Segmentation labeling entries:
- - - - - - -
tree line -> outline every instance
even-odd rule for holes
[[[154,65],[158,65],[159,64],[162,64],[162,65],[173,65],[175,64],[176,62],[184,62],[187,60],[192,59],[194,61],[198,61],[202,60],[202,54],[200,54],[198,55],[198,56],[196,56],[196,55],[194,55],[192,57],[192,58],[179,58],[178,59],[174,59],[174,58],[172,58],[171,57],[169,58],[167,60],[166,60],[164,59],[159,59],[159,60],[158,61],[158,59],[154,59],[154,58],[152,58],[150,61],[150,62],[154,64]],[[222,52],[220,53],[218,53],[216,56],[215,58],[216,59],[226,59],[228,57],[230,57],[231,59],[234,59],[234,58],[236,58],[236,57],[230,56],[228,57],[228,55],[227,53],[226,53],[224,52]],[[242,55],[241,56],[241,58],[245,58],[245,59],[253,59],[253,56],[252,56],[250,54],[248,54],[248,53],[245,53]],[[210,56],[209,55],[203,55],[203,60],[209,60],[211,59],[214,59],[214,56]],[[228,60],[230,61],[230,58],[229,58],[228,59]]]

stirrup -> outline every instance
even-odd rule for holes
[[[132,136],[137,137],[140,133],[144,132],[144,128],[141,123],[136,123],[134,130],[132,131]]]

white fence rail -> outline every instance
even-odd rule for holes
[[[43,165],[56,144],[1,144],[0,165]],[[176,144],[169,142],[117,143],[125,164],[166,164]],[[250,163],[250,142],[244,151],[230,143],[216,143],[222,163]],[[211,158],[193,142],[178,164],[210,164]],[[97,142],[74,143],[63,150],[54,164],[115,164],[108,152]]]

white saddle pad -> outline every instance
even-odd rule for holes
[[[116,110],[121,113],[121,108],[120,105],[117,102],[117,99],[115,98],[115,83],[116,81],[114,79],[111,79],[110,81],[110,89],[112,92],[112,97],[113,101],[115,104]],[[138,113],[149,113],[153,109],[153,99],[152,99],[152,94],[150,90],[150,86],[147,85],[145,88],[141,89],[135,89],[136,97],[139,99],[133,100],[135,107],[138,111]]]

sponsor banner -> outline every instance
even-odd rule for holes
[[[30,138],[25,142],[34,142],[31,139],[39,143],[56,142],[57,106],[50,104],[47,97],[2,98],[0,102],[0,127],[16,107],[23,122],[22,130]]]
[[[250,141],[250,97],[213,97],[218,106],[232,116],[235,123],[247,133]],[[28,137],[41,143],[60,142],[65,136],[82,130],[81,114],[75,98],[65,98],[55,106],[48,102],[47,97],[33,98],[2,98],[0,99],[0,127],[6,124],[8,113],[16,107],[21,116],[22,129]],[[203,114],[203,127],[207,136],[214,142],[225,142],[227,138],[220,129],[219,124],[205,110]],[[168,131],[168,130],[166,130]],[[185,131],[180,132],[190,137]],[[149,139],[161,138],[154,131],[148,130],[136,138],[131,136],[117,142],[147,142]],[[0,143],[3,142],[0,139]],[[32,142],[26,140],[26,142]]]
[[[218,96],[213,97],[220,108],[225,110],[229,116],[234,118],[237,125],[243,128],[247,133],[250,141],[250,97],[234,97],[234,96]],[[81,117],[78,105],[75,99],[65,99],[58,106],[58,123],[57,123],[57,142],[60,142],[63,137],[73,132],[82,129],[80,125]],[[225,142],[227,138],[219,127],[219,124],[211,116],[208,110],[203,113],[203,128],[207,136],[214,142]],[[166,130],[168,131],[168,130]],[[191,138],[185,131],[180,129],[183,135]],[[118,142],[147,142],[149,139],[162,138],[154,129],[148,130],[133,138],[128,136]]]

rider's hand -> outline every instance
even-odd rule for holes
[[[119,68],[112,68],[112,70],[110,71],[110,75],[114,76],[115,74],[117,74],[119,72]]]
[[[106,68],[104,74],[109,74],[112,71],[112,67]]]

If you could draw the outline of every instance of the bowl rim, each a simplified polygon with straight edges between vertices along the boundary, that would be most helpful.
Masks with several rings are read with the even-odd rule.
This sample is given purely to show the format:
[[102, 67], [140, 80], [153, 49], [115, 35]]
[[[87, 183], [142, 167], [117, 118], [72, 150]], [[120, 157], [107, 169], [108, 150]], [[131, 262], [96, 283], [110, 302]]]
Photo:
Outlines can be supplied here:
- - - - - - -
▶ [Exercise instructions] Repeat, with no changes, each line from the one with "rider's hand -> outline every instance" to the end of the listing, including both ends and nothing else.

▶ [Answer below]
rider's hand -> outline every instance
even-odd rule for holes
[[[119,68],[112,68],[112,70],[110,71],[110,75],[114,76],[115,74],[117,74],[119,72]]]
[[[106,68],[104,74],[109,74],[112,71],[112,67]]]

If you could draw the outline of every instance of the bowl rim, each a simplified polygon with straight edges between vertices along the boundary, that would be most helpful.
Masks with several rings are read with the even-odd rule.
This sample is given purely to show the format:
[[102, 67], [140, 80], [153, 49], [115, 35]]
[[[87, 183], [142, 167], [117, 118], [72, 150]], [[120, 157], [107, 169], [108, 150]], [[131, 262], [96, 283], [110, 302]]]
Photo:
Outlines can be supplied here:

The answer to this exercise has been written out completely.